RECORDED INFORMATION Start Marker
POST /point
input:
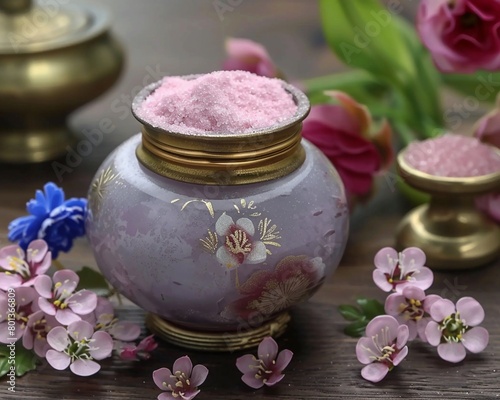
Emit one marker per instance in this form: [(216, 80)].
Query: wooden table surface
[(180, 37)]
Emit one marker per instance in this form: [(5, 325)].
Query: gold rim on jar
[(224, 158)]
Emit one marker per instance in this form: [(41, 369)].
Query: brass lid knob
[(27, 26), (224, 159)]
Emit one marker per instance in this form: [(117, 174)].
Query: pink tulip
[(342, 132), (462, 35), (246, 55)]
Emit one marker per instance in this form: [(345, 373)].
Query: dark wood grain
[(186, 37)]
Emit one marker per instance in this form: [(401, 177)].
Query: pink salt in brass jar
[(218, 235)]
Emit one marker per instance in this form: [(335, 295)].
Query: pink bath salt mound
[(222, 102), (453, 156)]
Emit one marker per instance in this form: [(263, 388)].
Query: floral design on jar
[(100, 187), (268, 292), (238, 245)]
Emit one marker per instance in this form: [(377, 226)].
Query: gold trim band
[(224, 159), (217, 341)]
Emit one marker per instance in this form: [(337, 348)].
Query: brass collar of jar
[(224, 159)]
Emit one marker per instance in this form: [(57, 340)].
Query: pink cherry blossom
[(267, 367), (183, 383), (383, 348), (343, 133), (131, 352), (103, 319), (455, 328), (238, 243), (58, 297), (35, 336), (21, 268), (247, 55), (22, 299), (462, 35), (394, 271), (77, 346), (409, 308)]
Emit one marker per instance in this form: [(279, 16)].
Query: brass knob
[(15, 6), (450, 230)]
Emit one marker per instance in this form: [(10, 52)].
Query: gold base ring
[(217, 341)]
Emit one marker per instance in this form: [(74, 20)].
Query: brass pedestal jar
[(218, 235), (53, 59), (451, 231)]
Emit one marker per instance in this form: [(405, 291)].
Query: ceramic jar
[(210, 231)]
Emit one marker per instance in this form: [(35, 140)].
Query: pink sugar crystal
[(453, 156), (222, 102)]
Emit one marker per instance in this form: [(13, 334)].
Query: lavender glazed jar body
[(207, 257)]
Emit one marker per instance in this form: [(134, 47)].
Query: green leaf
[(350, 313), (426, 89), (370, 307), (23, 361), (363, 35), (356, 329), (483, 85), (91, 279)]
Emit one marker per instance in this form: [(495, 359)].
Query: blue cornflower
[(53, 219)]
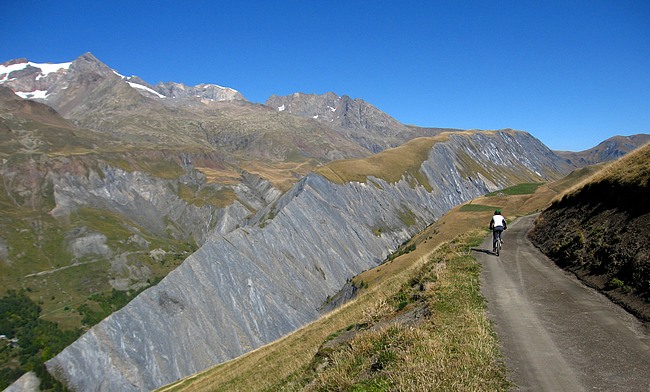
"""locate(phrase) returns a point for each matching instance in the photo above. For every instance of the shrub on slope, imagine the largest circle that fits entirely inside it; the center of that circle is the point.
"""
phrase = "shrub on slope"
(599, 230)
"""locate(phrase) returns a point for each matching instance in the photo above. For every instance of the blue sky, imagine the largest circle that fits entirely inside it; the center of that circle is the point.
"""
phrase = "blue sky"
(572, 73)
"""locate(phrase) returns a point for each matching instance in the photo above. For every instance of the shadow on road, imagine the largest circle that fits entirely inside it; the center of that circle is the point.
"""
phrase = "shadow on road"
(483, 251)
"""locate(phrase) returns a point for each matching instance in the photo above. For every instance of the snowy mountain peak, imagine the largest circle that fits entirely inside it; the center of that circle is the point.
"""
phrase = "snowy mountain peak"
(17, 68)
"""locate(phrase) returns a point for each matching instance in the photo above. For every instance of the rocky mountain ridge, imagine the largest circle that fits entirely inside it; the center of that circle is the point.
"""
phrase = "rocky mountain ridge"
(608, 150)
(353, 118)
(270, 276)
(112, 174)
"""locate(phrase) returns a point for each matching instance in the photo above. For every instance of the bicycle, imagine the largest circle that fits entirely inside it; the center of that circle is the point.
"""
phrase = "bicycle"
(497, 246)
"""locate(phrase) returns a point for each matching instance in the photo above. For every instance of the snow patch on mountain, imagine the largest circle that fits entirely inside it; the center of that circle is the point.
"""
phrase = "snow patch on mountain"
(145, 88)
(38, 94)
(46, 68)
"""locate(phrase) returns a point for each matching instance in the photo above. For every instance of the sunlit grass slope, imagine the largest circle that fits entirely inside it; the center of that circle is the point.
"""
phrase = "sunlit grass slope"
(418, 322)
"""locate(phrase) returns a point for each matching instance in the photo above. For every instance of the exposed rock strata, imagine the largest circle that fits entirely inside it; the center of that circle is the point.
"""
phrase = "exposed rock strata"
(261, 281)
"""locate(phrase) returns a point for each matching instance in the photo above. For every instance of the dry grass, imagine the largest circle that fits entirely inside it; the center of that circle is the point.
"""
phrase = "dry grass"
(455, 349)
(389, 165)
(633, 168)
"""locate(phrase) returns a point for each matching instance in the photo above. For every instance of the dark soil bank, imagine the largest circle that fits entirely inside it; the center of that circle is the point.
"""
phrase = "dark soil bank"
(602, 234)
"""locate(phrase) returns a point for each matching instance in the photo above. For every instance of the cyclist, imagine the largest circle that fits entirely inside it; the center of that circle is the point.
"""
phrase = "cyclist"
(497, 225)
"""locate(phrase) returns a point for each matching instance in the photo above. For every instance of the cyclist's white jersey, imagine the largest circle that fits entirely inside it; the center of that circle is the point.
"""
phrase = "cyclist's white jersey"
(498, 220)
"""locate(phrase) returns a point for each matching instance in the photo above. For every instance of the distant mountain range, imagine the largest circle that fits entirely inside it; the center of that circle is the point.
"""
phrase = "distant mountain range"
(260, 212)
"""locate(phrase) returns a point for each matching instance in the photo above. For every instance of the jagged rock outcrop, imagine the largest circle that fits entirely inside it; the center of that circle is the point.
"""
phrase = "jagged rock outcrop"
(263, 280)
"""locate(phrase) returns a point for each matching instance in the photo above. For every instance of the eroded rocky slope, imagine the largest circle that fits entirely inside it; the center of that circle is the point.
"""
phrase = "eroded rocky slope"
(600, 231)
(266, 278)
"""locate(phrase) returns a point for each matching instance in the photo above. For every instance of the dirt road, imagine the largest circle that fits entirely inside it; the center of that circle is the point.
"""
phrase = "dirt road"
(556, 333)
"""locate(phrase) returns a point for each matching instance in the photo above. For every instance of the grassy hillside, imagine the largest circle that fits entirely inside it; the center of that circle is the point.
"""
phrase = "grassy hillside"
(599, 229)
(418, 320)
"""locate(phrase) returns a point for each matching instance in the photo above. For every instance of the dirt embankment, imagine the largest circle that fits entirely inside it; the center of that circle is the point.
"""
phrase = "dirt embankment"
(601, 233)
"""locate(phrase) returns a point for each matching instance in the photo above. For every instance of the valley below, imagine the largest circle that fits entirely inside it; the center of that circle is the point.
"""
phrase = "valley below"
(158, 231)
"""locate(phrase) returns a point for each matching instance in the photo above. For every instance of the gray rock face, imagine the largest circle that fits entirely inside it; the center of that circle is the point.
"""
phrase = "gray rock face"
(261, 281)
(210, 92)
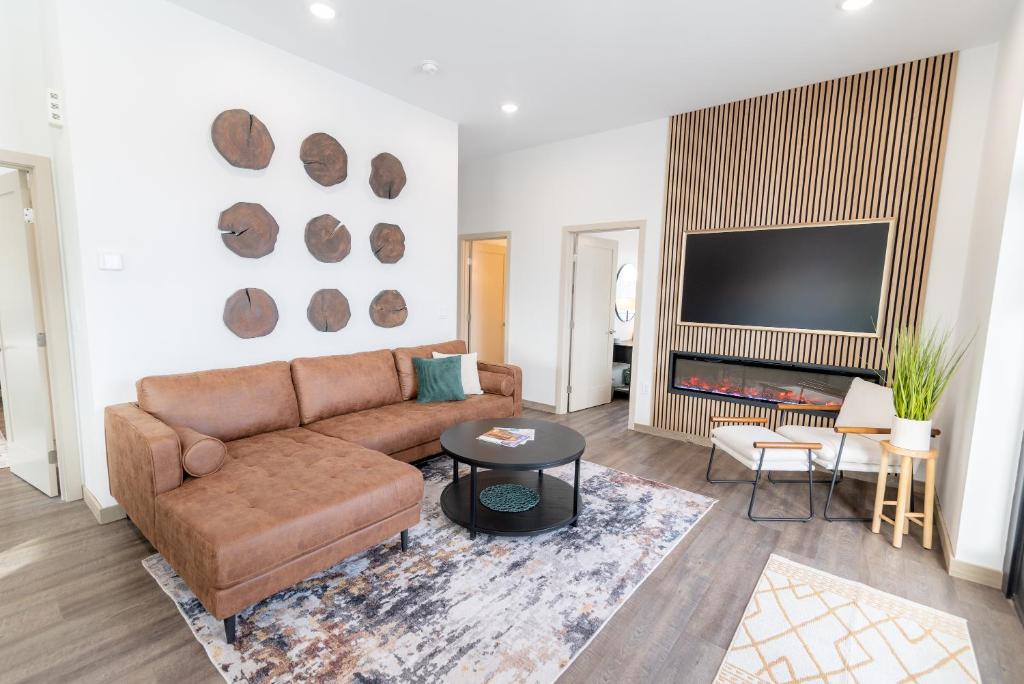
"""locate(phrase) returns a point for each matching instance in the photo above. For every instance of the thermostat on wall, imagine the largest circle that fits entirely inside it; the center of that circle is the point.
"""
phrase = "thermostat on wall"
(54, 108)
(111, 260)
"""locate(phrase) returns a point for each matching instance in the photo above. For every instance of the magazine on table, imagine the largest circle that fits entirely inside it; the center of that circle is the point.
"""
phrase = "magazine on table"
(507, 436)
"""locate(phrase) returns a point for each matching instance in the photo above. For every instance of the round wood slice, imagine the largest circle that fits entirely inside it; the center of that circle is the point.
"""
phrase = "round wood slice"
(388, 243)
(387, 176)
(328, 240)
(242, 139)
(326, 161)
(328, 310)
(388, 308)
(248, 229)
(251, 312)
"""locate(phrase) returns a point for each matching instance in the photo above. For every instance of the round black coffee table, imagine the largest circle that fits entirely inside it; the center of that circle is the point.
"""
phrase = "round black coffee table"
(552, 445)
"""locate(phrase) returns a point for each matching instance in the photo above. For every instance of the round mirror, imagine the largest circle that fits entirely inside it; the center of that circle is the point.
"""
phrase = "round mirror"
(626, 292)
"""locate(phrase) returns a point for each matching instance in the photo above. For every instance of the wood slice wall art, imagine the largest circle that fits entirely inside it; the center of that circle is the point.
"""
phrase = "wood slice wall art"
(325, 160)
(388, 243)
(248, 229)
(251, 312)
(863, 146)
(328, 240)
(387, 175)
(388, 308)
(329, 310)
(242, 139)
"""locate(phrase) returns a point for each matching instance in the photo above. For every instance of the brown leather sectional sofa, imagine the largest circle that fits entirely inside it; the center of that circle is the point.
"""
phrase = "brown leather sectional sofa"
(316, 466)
RECORDED INFORMATION End Marker
RECORDED INFORMATION Start Marker
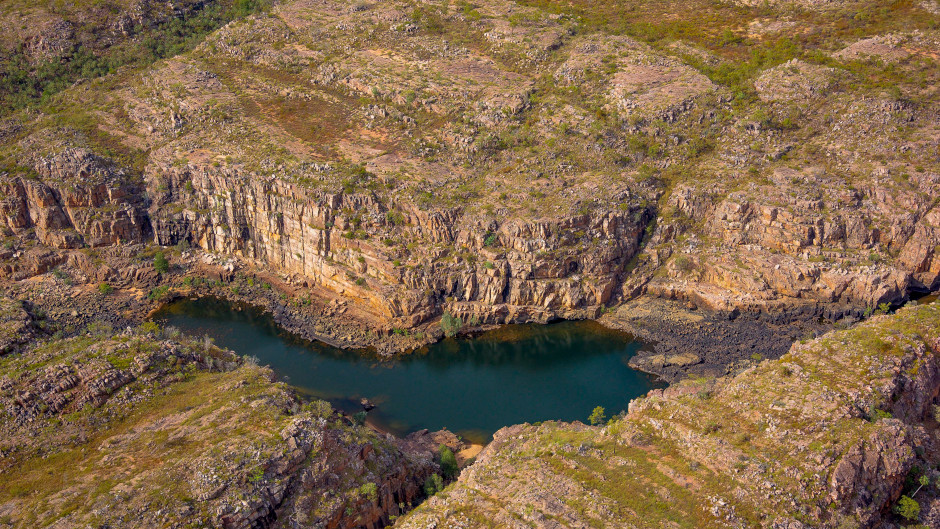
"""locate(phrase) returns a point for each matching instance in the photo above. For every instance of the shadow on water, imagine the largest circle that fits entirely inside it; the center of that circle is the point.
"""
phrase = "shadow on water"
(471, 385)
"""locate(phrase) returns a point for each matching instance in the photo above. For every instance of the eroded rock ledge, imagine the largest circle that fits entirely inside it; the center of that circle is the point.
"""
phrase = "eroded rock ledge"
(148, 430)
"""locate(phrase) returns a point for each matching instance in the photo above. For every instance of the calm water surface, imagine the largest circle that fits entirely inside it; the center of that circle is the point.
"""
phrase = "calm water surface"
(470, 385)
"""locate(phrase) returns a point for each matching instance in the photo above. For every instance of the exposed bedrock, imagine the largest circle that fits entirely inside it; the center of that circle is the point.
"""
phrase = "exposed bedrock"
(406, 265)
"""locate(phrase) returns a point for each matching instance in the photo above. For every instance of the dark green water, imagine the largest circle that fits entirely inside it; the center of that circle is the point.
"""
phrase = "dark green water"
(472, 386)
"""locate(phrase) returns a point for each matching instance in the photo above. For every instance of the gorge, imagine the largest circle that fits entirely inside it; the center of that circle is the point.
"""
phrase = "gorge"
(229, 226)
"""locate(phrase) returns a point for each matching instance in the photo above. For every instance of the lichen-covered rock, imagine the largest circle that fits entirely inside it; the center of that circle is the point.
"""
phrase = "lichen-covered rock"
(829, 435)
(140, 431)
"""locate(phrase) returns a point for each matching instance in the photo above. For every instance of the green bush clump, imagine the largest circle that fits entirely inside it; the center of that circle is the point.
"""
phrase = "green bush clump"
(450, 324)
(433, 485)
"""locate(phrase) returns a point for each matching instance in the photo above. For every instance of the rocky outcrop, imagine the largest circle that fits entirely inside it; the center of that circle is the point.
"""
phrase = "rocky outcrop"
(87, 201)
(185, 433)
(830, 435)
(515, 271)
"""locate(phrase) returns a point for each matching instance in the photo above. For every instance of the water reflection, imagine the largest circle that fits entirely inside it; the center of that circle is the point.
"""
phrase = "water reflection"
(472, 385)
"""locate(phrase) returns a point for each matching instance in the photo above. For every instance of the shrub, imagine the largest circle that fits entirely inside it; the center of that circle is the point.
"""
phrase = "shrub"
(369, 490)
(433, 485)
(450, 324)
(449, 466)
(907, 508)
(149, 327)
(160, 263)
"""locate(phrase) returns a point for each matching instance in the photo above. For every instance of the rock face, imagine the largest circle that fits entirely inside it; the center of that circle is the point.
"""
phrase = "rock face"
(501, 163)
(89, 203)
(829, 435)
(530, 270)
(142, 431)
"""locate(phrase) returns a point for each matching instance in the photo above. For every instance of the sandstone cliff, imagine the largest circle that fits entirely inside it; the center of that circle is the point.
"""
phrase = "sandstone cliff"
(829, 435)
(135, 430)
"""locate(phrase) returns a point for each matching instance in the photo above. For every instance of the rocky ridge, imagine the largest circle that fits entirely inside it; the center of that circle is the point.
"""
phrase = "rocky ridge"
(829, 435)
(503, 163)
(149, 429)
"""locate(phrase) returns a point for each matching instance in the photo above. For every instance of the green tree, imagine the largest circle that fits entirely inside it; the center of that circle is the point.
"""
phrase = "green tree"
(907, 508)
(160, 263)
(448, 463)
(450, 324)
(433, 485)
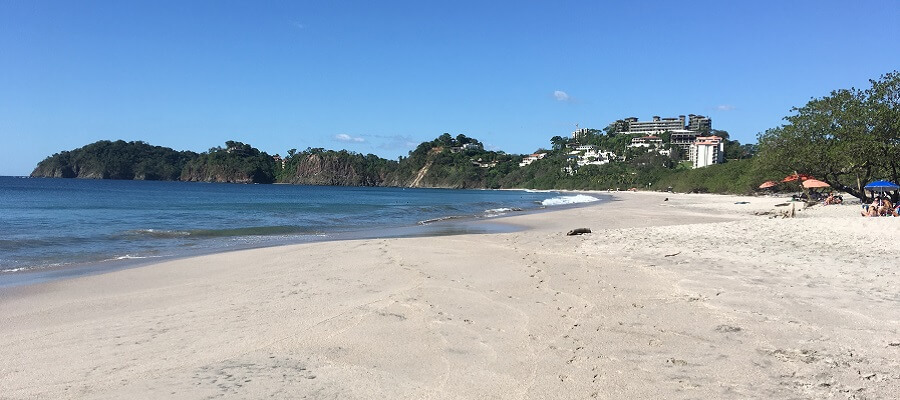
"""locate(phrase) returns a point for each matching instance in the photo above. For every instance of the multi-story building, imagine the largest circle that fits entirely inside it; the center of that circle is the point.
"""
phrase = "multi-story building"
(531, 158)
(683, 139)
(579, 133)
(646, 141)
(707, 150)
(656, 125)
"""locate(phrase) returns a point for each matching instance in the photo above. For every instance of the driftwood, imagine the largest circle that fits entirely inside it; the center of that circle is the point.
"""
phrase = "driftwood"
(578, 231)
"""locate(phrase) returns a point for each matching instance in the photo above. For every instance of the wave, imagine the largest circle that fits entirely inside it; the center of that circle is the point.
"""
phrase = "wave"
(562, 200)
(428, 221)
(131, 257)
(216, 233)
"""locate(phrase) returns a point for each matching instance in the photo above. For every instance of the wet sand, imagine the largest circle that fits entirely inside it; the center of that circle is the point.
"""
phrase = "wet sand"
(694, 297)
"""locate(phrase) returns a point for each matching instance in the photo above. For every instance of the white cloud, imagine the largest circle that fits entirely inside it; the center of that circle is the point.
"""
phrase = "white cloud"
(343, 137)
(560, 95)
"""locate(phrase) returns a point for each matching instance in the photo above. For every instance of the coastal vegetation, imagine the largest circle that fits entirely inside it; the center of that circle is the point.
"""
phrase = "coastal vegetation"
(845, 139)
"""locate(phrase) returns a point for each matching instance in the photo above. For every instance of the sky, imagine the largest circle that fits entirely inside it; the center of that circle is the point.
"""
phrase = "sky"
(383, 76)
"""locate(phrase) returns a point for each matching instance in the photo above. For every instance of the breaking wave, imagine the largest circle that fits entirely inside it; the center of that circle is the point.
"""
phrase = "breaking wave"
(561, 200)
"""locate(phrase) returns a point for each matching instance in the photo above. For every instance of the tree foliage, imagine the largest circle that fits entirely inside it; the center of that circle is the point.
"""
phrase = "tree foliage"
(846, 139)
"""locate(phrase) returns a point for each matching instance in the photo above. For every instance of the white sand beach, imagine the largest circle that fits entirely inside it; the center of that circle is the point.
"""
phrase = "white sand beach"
RECORDED INFORMATION End Marker
| EXERCISE DESCRIPTION |
Within the entries, determine the count of lines containing the string "beach" and output it alone.

| RESULT |
2